* **Task brief**
Show each line of the items below that contains the word "negative". Case counts.

* **Excerpted data**
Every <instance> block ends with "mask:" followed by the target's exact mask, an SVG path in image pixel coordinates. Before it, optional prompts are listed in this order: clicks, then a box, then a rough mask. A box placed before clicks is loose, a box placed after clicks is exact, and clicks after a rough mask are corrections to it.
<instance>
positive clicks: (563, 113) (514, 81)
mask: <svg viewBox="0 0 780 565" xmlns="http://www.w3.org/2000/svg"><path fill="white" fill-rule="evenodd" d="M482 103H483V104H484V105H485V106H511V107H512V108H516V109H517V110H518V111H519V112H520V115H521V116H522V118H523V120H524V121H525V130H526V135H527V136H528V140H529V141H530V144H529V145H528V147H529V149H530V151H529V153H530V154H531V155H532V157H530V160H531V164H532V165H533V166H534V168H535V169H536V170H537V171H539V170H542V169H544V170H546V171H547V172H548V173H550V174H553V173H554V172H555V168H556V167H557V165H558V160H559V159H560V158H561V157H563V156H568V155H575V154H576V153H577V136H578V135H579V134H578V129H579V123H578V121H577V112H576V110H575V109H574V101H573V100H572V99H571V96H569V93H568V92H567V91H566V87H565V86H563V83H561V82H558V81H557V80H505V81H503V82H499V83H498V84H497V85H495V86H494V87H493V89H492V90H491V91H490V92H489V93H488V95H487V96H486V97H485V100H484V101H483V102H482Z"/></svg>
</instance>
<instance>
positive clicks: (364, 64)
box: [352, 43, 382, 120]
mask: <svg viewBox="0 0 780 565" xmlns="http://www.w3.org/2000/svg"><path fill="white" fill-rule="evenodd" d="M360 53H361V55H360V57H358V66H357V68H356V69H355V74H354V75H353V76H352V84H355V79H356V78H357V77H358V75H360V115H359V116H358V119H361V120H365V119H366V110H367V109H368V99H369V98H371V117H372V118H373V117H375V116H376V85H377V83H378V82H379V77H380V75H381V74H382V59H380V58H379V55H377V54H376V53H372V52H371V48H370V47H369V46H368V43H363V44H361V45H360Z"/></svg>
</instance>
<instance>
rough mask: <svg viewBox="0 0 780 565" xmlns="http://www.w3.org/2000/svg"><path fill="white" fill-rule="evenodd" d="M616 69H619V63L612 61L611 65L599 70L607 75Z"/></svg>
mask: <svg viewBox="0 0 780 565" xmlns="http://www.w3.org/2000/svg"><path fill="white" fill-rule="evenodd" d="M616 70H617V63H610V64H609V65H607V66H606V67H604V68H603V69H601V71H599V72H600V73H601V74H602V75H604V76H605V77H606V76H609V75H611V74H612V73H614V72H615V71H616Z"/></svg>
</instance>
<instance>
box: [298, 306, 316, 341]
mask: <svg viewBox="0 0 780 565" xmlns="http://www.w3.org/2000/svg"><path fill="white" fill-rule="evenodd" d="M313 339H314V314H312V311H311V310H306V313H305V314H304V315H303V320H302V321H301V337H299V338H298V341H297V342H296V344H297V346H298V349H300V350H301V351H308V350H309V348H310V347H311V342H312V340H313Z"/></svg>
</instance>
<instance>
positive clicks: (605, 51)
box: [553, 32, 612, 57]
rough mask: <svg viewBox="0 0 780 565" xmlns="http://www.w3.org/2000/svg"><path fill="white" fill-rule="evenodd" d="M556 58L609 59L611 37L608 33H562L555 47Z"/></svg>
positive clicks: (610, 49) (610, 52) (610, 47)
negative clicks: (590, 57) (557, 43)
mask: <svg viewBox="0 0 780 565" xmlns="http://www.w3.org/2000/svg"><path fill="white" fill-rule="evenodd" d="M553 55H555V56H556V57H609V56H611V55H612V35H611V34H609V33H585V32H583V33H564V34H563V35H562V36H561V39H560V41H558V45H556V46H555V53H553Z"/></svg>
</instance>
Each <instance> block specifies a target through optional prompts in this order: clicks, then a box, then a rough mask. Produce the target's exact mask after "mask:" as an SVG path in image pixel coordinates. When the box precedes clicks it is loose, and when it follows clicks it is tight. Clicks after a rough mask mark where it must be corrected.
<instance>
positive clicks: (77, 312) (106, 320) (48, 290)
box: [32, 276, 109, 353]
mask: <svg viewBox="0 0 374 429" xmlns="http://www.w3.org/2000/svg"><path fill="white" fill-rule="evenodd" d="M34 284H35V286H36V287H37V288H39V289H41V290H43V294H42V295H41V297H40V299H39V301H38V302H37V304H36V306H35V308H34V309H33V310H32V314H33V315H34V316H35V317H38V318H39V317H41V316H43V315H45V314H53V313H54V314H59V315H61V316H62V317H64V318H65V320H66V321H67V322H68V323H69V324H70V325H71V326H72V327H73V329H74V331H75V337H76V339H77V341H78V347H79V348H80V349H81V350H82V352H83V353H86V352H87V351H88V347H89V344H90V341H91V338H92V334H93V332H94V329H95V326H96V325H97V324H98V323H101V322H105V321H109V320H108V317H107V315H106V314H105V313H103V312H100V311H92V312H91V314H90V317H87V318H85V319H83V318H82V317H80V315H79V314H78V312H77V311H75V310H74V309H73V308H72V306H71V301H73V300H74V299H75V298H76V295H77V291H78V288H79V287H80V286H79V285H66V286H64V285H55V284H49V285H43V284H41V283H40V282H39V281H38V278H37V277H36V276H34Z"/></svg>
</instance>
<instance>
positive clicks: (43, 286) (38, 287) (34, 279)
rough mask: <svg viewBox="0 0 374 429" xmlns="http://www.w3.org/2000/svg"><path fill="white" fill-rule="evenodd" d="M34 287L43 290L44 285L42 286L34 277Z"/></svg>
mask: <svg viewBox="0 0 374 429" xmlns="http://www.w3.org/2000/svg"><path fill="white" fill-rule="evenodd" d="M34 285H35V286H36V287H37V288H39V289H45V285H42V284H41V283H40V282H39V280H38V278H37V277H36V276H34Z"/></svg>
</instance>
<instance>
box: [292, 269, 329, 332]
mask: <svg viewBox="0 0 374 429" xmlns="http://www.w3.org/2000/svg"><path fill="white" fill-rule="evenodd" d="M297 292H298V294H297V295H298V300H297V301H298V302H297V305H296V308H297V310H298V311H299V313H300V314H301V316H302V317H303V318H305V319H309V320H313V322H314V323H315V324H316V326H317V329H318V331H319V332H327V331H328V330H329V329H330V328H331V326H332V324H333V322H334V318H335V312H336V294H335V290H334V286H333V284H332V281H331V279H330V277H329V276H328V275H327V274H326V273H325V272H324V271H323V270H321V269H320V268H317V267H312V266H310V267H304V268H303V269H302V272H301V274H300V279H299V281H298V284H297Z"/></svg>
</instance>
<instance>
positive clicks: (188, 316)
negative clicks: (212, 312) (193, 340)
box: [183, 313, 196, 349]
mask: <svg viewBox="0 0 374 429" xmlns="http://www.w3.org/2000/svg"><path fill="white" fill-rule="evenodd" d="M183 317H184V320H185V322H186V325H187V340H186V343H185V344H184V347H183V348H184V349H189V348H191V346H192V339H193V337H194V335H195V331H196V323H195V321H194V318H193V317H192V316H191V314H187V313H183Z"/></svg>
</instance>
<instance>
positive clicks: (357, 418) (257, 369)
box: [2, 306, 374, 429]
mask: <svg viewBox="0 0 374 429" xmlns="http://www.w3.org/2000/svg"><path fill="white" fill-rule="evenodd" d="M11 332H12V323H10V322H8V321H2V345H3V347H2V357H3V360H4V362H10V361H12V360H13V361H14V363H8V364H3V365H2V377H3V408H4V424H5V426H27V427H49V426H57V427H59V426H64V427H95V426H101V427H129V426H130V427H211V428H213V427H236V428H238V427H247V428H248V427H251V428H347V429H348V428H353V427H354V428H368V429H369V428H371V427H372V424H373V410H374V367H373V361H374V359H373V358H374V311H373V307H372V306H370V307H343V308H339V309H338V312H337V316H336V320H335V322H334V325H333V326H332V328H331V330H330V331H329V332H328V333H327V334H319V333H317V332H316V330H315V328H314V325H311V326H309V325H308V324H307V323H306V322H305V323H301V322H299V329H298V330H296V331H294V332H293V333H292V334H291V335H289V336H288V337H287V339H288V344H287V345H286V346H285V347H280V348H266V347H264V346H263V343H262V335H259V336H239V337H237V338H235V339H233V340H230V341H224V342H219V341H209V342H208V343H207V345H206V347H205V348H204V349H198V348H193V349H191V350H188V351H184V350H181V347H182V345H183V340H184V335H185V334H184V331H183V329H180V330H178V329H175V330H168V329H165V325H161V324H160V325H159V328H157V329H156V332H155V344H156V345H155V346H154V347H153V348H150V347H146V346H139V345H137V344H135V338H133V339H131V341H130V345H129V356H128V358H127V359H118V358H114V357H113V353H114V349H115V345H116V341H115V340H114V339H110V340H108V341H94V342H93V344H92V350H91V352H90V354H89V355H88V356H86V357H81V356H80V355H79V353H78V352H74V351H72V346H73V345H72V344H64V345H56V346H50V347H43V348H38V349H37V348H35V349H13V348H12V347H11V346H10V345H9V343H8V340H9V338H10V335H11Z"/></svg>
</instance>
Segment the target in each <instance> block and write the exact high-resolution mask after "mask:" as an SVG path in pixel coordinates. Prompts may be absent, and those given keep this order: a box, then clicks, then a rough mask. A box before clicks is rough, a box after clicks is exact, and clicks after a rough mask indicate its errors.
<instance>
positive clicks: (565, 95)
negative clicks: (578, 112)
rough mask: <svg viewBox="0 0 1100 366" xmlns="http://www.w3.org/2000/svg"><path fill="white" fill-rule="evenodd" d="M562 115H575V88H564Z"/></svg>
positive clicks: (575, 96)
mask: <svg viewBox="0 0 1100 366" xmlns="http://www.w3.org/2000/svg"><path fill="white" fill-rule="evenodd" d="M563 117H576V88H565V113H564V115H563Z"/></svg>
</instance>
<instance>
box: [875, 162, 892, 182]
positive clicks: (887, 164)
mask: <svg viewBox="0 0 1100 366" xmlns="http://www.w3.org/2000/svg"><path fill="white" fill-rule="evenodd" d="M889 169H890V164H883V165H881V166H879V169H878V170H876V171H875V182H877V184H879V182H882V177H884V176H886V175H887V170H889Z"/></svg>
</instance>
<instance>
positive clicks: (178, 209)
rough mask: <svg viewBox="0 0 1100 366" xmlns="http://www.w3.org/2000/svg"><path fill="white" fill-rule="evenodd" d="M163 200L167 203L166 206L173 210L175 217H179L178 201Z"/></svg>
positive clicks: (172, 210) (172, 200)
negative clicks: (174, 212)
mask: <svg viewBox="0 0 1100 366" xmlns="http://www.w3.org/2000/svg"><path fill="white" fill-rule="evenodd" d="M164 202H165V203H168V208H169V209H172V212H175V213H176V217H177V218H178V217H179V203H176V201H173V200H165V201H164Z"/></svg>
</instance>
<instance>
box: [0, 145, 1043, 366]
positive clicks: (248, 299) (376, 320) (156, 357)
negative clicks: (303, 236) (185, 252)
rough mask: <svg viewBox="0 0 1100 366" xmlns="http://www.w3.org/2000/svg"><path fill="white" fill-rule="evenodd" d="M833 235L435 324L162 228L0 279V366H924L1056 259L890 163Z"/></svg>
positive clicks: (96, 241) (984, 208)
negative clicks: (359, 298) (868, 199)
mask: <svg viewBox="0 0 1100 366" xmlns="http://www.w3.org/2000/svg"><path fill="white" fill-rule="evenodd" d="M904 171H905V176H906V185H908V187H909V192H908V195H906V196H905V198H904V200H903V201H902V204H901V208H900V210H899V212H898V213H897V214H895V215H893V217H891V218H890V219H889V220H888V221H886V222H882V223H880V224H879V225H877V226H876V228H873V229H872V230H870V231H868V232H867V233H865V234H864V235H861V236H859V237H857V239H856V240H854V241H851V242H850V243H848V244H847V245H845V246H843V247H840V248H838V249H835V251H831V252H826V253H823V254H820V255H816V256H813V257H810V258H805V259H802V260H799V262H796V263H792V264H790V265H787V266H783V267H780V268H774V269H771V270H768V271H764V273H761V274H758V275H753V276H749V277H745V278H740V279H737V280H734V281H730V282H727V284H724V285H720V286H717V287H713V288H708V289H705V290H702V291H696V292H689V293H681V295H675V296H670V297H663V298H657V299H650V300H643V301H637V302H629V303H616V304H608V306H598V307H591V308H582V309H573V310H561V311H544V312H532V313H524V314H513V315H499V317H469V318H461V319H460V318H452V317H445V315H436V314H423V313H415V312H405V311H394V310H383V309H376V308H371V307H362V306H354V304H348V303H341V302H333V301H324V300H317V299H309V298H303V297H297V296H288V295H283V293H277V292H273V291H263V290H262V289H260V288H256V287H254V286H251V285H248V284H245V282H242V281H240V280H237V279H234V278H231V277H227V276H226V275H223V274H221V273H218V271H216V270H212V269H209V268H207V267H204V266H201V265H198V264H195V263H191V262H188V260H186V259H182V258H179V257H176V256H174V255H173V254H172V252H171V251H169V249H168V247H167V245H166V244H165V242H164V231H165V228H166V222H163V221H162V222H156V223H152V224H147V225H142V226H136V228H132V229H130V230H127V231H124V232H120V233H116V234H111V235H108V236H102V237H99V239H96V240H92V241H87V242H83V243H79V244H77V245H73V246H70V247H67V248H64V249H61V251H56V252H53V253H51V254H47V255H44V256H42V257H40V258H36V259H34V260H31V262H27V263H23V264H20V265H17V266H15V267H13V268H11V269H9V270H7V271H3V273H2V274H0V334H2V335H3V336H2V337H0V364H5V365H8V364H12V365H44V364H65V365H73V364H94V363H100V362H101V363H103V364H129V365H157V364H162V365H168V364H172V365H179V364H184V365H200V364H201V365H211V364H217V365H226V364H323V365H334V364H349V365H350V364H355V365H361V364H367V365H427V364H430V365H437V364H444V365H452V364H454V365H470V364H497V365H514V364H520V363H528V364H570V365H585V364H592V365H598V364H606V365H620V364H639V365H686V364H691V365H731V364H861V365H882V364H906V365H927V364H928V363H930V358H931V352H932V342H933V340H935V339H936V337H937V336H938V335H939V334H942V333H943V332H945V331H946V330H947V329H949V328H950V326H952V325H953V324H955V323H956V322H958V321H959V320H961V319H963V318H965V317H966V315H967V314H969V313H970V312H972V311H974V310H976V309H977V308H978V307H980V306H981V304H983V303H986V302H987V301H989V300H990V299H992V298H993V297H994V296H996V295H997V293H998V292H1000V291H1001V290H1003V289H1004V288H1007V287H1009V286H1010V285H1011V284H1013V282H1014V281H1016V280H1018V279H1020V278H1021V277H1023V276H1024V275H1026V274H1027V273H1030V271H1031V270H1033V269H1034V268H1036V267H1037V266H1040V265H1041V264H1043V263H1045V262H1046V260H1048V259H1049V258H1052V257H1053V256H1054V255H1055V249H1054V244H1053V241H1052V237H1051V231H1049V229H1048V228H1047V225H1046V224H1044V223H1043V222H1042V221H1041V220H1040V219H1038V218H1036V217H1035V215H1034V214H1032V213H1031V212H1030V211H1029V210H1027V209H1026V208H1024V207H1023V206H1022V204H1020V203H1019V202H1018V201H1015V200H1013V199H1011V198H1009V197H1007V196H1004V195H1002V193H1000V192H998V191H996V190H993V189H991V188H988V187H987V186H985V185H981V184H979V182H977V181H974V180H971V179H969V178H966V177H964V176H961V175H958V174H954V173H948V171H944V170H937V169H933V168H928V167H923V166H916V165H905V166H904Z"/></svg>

* **Task output**
negative clicks: (590, 57) (557, 43)
negative clicks: (212, 312) (193, 340)
negative clicks: (578, 112)
negative clicks: (174, 212)
negative clicks: (303, 236) (185, 252)
negative clicks: (359, 298) (868, 199)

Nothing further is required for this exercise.